_网页_:

========================================

2026北京当代艺术博览会
2026 Beijing Dangdai Art Fair
展位号 Booth | C6
千高原艺术空间欣然宣布参加2026北京当代艺术博览会,我们将于2026年5月21日至5月24日呈现毕蓉蓉、陈秋林、何多苓、庞茂琨、漆澜、饶维懿、王川、谢蓓、杨述、翟倞等艺术家的绘画、摄影作品,展位号 C6。
A Thousand Plateaus Art Space is pleased to announce its participation in the 2026 Beijing Dangdai Art Fair. From May 21st to May 24th, we will present paintings by artists Bi Rongrong, Chen Qiulin, He Duoling, Pang Maokun, Qi Lan, Rao Weiyi, Wang Chuan, Xie Bei, Yang Shu, Zhai Liang at Booth C6.
亮点推荐
Highlights
毕蓉蓉
Bi Rongrong


▲毕蓉蓉,南方·北方--移动的建筑-八极纹,紫铜板,铜板上纳米清漆,8(H) × 33(W) × 18(D) cm,2026 ©艺术家及千高原艺术空间
Bi Rongrong, The South · The North – Moving Architecture –Half of the Eight-directional Pattern, Copper plate, nano-varnish on copper plate, 8(H) × 33(W) × 18(D) cm, 2026 © Courtesy of the Artist and A Thousand Plateaus Art Space
系列作品《南方· 北方》(The South · The North, 2026) 延续了艺术家“希克奖2025”作品《去连接、去凿洞、去抽纱》(To Connect, To Cut, To Draw, 2025) 中对纹样的研习,以铜板、回收的牦牛帐篷布、机器织物和手工织物为创作媒介,反复探索柔软与坚硬的两种材质之间所代表着的不同劳作方式之间的互换、互补与互通。作品中,金属结构这类工业元素与柔韧的织物和纤维相结合,创造出介于刚性和脆弱性之间的形态。通过艰苦的工艺——弯曲、焊接、缝合和编织——这些作品凸显了身体与物质之间的物理互动。这些动作将时间和精力铭刻在材料表面,使之既成为结构又成为皮肤。通过并置,毕蓉蓉探索了材料如何承载劳动的痕迹,同时处理强度与脆弱性、持久性与转变之间的张力。

========================================

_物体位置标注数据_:
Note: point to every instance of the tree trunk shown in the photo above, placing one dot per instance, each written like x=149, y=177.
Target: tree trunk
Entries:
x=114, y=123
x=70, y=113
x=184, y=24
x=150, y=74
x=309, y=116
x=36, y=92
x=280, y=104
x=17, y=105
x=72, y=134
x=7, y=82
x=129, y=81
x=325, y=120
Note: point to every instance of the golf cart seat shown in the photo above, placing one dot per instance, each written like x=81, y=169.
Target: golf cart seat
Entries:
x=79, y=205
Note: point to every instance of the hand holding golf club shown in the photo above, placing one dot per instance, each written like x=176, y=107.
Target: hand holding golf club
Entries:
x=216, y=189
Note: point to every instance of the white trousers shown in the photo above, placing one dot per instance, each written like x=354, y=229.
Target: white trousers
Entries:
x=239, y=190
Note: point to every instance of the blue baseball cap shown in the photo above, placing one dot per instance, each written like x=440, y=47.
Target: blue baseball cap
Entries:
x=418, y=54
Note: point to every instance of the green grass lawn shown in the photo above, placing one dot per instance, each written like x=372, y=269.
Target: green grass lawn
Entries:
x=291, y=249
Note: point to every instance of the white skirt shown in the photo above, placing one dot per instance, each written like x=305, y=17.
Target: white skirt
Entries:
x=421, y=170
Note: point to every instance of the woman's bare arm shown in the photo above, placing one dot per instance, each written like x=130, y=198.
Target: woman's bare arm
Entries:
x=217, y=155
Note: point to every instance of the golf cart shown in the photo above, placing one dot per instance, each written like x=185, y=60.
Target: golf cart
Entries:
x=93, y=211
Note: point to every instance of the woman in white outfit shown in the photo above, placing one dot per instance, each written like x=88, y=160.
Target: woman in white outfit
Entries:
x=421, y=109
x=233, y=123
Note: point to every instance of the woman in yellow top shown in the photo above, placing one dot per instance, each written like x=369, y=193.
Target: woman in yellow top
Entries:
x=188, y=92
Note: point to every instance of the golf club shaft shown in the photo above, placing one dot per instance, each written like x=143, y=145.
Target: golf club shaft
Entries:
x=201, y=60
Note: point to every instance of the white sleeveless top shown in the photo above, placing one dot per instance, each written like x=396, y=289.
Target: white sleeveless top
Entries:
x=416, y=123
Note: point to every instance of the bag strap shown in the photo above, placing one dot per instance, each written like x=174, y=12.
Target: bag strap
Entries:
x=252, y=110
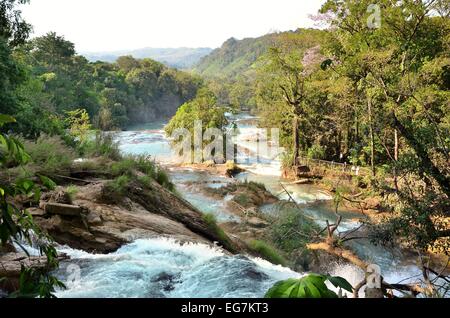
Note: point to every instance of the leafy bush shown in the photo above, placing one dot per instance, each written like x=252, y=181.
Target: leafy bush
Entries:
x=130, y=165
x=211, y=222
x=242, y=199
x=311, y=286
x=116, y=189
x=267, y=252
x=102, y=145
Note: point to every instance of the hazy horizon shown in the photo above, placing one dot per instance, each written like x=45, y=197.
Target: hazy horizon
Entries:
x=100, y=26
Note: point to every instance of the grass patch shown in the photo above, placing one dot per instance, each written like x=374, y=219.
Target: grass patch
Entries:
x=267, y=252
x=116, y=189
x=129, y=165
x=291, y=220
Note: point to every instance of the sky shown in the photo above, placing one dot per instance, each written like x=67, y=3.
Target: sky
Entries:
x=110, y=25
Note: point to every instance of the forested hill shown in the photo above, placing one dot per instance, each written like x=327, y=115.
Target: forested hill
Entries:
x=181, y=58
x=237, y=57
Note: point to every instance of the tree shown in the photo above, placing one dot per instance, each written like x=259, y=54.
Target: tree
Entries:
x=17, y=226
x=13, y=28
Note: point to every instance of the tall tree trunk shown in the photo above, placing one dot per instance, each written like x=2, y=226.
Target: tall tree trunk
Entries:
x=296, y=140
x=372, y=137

========================================

_给定指令_:
根据这篇博览会网页,千高原艺术空间将在哪几天呈现参展作品? 这些数据取自另一个来源,与网页无关。

_完成练习_:
2026年5月21日至5月24日。